- Opening Delimiter -
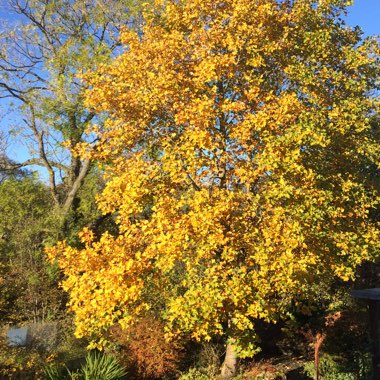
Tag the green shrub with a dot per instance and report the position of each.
(329, 369)
(99, 366)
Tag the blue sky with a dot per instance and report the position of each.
(365, 13)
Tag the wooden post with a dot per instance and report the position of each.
(372, 296)
(374, 318)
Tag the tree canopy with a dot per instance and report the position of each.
(236, 153)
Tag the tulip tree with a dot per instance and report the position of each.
(236, 154)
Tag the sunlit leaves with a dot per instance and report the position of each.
(233, 154)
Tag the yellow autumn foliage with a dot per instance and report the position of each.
(236, 153)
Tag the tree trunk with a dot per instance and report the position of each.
(228, 369)
(317, 353)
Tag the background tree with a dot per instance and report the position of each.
(245, 126)
(42, 52)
- Closing Delimiter -
What you produce must match the listing word for word, with no images in it.

Tag the green shrub with a dot per instance and report the position of each.
(329, 369)
(99, 366)
Tag the blue sky with a dot per instance and report the position of each.
(365, 13)
Tag the wooden post with a dot per instance and report the position of each.
(372, 296)
(374, 318)
Tag the tree canopy with a dot per instance and report the position of each.
(236, 153)
Tag the tulip tree with a dot per instance and report the position of each.
(236, 154)
Tag the sunlit leaves with a dot per instance and report the position of each.
(233, 154)
Tag the yellow autumn foliage with a dot per instance and report the position of each.
(236, 153)
Tag the tree trunk with a dot per instance and report the position of each.
(228, 369)
(317, 353)
Tag the background tree with a dot per instance and report the position of each.
(245, 126)
(42, 52)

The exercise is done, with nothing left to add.